— BEGIN —

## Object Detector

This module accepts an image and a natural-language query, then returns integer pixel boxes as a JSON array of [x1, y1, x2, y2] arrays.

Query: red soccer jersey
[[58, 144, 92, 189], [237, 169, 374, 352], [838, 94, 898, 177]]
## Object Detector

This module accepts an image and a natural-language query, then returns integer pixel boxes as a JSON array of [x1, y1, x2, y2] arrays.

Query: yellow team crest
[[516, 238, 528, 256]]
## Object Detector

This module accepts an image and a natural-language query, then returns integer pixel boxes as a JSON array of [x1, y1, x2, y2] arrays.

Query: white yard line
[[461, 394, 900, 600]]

— END —
— BEGIN —

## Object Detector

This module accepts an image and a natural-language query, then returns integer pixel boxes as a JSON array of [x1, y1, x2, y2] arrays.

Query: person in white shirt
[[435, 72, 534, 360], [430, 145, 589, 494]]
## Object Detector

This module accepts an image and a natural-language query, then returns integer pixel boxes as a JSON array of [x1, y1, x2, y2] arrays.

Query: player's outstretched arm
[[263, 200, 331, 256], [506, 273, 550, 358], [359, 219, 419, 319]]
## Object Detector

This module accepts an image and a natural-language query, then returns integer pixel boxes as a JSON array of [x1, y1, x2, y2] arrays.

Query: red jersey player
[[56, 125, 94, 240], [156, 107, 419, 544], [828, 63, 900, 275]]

— END —
— BEGIN —

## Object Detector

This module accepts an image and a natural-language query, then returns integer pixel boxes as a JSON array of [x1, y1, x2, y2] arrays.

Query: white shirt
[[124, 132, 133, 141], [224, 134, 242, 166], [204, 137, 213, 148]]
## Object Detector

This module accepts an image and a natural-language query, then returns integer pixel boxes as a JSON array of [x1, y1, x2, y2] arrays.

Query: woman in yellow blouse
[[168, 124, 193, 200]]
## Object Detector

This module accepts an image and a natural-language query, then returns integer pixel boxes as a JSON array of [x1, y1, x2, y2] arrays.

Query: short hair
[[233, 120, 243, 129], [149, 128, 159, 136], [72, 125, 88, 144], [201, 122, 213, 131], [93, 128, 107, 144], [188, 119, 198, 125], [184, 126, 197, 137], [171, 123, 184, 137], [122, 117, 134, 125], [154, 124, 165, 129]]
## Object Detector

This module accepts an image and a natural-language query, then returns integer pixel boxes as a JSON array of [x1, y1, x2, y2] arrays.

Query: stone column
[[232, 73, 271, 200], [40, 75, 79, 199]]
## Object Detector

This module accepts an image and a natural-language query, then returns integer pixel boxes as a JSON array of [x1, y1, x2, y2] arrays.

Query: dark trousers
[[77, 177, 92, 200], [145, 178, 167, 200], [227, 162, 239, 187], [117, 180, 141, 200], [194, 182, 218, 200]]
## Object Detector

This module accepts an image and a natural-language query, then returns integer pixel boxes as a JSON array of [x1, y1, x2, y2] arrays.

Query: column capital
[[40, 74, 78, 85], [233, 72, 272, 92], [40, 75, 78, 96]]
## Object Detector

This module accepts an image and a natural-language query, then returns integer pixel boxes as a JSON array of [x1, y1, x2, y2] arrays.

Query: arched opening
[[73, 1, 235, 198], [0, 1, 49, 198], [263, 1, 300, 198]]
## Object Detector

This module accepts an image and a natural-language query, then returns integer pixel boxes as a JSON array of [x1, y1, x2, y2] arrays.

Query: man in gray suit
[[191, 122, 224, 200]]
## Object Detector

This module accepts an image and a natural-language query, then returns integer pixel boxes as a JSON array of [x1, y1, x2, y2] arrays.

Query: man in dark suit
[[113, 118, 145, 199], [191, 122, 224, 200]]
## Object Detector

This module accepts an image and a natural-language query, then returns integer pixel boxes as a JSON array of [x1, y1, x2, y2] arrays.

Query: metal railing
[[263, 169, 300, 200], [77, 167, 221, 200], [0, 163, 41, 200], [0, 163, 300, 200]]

— END —

## Directive
Copy every line of the records that contains the word "yellow", matching case exactly.

## Correct result
Query: yellow team crest
Query: woman in yellow blouse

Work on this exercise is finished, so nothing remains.